**THE PROBLEM**
Set down, word for word, each line from the top of the data through the line that has "of the moored"; omit every picture.

= Beginning of Section =

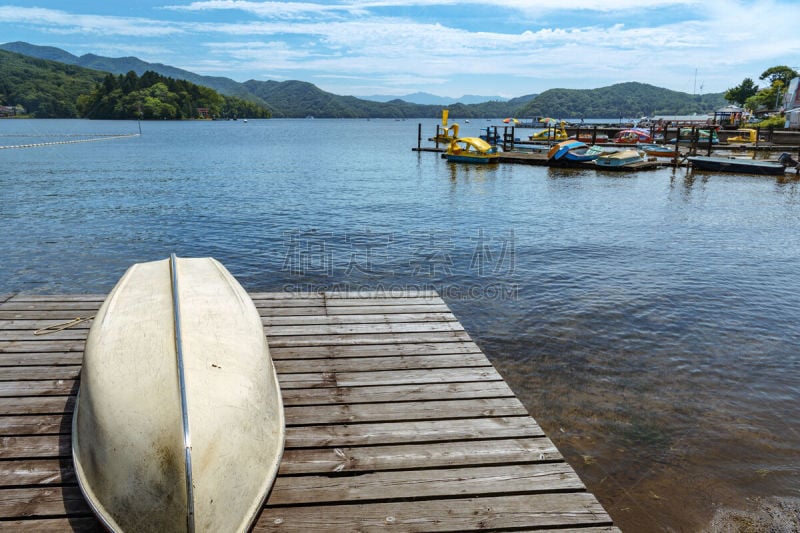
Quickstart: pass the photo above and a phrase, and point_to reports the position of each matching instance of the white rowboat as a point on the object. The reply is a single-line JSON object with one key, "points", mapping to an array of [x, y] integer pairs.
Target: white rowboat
{"points": [[179, 422]]}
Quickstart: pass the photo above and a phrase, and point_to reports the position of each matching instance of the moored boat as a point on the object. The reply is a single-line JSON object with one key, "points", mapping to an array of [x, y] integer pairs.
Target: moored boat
{"points": [[471, 150], [573, 151], [657, 150], [633, 136], [179, 422], [737, 165], [621, 158]]}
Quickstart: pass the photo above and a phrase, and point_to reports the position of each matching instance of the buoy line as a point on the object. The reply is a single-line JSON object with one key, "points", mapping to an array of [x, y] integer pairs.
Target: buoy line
{"points": [[53, 143]]}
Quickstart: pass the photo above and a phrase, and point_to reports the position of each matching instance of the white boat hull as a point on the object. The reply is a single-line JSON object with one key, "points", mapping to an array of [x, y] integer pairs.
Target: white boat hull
{"points": [[177, 435]]}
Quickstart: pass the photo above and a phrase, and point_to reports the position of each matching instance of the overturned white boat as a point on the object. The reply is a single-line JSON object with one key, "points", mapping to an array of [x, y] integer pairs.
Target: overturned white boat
{"points": [[179, 423]]}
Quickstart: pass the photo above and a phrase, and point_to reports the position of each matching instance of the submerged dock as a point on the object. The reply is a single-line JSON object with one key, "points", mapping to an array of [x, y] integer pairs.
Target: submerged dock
{"points": [[395, 418]]}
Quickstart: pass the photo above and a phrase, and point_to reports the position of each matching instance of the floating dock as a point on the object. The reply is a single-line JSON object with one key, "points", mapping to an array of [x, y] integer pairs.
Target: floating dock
{"points": [[395, 419]]}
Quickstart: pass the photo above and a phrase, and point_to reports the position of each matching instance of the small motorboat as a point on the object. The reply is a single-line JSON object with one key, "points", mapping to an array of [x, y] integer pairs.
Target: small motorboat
{"points": [[633, 136], [573, 151], [657, 150], [746, 135], [552, 133], [620, 158], [471, 150], [590, 137], [179, 422], [739, 165]]}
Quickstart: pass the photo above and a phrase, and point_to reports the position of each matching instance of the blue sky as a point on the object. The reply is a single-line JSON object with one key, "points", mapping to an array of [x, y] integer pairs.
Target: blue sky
{"points": [[446, 47]]}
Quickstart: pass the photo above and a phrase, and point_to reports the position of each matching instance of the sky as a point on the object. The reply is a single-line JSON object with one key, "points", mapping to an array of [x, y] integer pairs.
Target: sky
{"points": [[450, 48]]}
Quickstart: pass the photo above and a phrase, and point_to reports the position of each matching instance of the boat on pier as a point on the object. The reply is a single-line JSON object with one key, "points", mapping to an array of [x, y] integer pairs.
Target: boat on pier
{"points": [[179, 422]]}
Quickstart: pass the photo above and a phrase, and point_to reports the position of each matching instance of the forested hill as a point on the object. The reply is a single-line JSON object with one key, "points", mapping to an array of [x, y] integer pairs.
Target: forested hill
{"points": [[51, 89], [297, 99]]}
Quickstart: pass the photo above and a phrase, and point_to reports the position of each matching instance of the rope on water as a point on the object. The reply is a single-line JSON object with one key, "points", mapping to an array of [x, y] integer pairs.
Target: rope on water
{"points": [[62, 326], [53, 143]]}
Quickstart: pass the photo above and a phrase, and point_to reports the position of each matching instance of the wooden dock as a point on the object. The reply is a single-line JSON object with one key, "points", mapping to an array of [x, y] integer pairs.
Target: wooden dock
{"points": [[395, 420]]}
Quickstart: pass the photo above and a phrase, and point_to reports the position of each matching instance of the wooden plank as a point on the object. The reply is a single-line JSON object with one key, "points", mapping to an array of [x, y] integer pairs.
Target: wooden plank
{"points": [[389, 485], [343, 435], [47, 387], [395, 418], [43, 345], [41, 358], [366, 364], [75, 524], [428, 455], [458, 514], [37, 405], [400, 411], [404, 377], [274, 332], [372, 350], [22, 297], [35, 446], [410, 432], [19, 373], [365, 339], [318, 414], [391, 393], [352, 319], [64, 404], [36, 472], [35, 424], [42, 501]]}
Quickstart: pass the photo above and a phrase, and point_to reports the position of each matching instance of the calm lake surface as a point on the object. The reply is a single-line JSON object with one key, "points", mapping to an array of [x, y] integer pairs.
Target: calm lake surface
{"points": [[648, 321]]}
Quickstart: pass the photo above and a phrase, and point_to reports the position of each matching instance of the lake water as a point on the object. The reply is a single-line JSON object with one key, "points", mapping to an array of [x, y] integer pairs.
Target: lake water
{"points": [[648, 321]]}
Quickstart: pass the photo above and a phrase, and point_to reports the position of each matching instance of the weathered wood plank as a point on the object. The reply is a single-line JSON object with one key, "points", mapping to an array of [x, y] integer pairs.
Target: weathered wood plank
{"points": [[75, 524], [329, 320], [367, 339], [410, 432], [42, 501], [35, 424], [400, 377], [36, 472], [428, 455], [42, 424], [43, 345], [37, 405], [274, 332], [41, 358], [18, 404], [333, 460], [394, 393], [460, 514], [400, 411], [35, 446], [23, 297], [470, 481], [46, 387], [365, 364], [372, 350], [19, 373]]}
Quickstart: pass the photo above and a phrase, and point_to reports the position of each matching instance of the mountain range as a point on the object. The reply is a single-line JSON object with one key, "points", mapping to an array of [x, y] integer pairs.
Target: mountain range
{"points": [[298, 99]]}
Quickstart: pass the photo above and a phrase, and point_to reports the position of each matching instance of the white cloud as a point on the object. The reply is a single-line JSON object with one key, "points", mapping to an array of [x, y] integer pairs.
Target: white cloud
{"points": [[62, 22]]}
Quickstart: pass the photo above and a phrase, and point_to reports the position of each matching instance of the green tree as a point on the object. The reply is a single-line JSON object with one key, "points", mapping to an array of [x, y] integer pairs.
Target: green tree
{"points": [[742, 92], [779, 73]]}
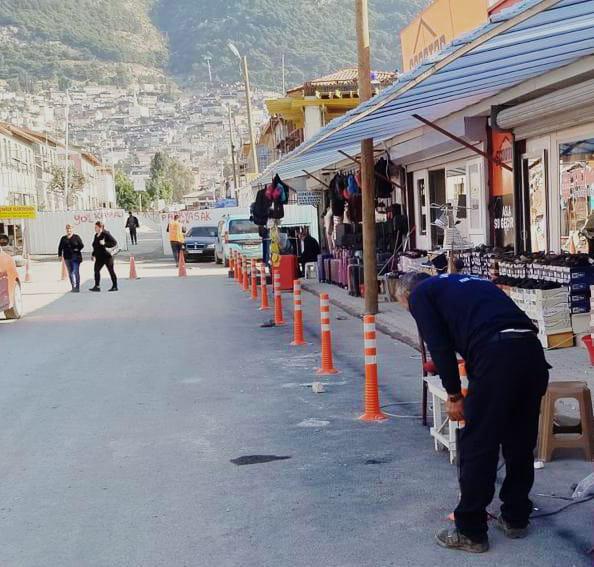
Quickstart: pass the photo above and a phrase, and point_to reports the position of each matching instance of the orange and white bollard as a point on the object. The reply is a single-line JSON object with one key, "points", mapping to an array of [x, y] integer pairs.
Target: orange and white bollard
{"points": [[297, 315], [373, 411], [278, 299], [133, 274], [327, 359], [246, 276], [264, 289], [254, 281]]}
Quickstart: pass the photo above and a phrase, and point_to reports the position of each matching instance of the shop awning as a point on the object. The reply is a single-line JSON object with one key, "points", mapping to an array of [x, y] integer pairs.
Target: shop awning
{"points": [[527, 40]]}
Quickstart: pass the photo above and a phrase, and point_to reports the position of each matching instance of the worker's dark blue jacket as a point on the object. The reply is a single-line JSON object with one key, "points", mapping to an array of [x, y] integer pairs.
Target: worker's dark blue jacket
{"points": [[458, 313]]}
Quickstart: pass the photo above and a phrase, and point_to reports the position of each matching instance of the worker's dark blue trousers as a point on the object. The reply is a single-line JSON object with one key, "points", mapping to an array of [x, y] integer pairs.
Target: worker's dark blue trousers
{"points": [[507, 379]]}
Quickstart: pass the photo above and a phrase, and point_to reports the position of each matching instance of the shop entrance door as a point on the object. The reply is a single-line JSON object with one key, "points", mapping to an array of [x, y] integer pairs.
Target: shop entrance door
{"points": [[534, 200], [421, 188], [437, 192]]}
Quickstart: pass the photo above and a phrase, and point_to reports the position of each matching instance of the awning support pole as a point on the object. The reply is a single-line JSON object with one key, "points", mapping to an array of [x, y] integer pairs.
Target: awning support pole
{"points": [[462, 142], [316, 179], [376, 174]]}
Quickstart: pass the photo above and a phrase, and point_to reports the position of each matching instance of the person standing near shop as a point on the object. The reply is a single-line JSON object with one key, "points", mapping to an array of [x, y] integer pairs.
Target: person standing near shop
{"points": [[70, 249], [132, 225], [507, 375], [176, 237], [103, 248]]}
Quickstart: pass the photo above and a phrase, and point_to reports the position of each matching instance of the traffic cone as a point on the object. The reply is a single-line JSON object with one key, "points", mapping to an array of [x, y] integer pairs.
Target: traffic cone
{"points": [[133, 274], [327, 361], [297, 315], [373, 411], [27, 273], [64, 274], [182, 272], [278, 300], [264, 291], [254, 281], [246, 275]]}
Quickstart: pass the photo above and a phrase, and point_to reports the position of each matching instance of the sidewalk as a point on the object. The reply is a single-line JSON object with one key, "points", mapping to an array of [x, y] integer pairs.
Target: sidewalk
{"points": [[568, 363]]}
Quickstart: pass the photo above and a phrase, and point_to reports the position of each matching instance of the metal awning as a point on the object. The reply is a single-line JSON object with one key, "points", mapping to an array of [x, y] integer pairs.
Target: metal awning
{"points": [[529, 39]]}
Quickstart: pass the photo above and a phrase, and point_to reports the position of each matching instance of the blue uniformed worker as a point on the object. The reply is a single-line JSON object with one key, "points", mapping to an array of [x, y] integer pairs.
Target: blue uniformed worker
{"points": [[507, 375]]}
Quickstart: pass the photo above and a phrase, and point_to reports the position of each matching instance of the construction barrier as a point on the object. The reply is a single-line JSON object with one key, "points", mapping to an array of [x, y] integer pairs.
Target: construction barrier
{"points": [[373, 411], [278, 300], [264, 291], [133, 274], [297, 315], [27, 272], [182, 272], [327, 367], [254, 281]]}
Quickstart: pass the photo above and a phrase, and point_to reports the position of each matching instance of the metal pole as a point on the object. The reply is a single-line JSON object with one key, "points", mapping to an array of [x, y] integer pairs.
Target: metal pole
{"points": [[235, 180], [248, 96], [67, 140], [367, 164]]}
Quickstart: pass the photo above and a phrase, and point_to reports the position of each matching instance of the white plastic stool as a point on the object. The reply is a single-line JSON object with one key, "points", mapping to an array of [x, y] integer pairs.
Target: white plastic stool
{"points": [[311, 271], [443, 430]]}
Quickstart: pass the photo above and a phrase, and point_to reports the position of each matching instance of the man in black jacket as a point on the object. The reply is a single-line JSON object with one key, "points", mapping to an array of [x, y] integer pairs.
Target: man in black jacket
{"points": [[309, 249], [507, 376], [132, 225], [70, 249], [102, 243]]}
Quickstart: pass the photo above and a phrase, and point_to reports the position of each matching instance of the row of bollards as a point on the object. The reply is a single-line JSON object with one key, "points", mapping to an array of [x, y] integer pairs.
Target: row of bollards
{"points": [[245, 270]]}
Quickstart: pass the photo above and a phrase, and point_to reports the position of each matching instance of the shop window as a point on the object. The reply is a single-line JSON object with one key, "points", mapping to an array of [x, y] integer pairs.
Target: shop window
{"points": [[422, 192], [576, 169]]}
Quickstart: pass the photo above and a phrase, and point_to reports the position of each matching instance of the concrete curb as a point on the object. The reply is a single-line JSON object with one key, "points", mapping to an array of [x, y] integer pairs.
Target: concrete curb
{"points": [[380, 326]]}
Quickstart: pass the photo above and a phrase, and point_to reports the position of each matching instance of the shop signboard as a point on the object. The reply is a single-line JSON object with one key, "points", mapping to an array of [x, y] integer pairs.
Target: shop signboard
{"points": [[18, 212], [502, 207], [438, 25]]}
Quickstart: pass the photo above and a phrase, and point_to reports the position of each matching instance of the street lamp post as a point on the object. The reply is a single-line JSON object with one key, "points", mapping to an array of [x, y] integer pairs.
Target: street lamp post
{"points": [[248, 97]]}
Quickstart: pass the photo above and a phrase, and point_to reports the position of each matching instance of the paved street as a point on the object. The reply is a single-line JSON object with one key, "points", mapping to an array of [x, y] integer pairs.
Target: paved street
{"points": [[120, 415]]}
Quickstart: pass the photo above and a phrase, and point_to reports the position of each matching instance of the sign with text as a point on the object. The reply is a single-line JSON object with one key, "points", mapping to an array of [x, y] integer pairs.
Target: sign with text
{"points": [[18, 212], [438, 25]]}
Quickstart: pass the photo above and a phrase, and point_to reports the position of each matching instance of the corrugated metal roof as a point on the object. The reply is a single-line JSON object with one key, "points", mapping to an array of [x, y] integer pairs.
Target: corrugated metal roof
{"points": [[520, 43]]}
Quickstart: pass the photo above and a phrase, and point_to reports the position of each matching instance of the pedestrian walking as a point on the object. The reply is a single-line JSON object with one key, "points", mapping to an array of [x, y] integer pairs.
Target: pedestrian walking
{"points": [[176, 237], [507, 375], [104, 247], [132, 225], [70, 250]]}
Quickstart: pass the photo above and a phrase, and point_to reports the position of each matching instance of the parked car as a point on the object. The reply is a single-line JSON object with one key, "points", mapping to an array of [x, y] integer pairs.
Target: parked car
{"points": [[11, 298], [200, 243], [237, 232]]}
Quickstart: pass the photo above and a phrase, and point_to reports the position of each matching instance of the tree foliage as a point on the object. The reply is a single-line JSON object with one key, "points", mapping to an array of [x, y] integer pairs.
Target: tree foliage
{"points": [[127, 198], [76, 183], [169, 179]]}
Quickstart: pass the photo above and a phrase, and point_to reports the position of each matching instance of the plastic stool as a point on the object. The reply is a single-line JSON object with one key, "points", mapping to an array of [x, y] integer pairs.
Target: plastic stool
{"points": [[311, 271], [548, 440]]}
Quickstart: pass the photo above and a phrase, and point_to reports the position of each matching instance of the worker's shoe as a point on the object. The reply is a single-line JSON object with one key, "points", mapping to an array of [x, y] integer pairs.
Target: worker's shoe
{"points": [[510, 531], [453, 539]]}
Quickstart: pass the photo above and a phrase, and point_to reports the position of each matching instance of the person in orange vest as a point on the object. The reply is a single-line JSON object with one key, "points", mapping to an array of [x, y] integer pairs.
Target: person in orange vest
{"points": [[176, 237]]}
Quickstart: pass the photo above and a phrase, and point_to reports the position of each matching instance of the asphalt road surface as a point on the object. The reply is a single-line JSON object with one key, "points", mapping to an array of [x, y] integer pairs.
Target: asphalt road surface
{"points": [[162, 426]]}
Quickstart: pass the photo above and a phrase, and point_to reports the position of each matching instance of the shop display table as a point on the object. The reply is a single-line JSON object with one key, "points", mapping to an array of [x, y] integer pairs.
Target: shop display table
{"points": [[443, 430]]}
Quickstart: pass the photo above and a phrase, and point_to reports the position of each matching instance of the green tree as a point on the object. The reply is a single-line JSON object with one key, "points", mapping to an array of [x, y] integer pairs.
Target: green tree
{"points": [[76, 183], [126, 196]]}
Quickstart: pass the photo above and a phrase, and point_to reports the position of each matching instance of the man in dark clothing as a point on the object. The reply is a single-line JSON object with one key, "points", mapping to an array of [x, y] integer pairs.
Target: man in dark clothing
{"points": [[102, 243], [507, 375], [132, 225], [70, 249], [309, 249]]}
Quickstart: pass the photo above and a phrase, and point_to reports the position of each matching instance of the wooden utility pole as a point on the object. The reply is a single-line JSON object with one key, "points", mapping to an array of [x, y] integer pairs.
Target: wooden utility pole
{"points": [[367, 163]]}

= End of Section =

**WORKED SOLUTION**
Quickstart: pass the photo above and a phrase, and point_to reports the position of each matching instance of the white rowboat as a point on the object. The reply is a single-line JSON object with one key, "points", mapping to an array of [x, y] integer pairs.
Target: white rowboat
{"points": [[179, 422]]}
Quickstart: pass the photo above and a phrase, and point_to reports the position of each matching instance of the moored boat as a point on the object. The reply is a single-line JSON object with one key, "points", mapping to an array of [x, y] integer pairs.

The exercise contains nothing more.